**WHAT THE TASK ASKS:** Can you rewrite every line of the listing below as a numbered list, skipping any blank lines and omitting the pictures?

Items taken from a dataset
■ ■ ■

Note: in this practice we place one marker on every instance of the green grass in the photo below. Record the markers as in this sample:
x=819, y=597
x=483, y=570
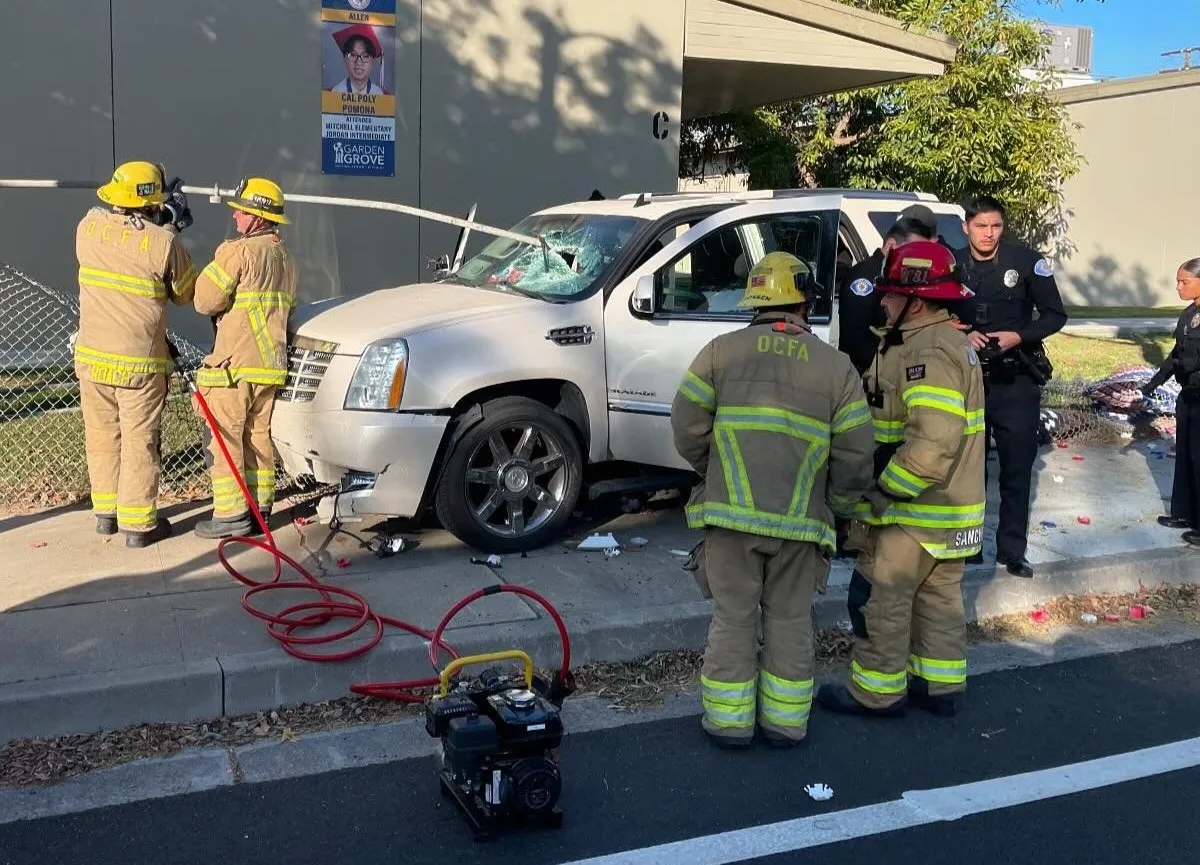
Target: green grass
x=42, y=458
x=1092, y=359
x=1075, y=312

■ ■ ■

**FINISHED TASK:**
1. Note: in this practice we place one marker on every instance of the green grass in the photo below. Record the markers as in this sample:
2. x=819, y=597
3. x=483, y=570
4. Target: green grass
5. x=42, y=458
6. x=1092, y=359
7. x=1075, y=312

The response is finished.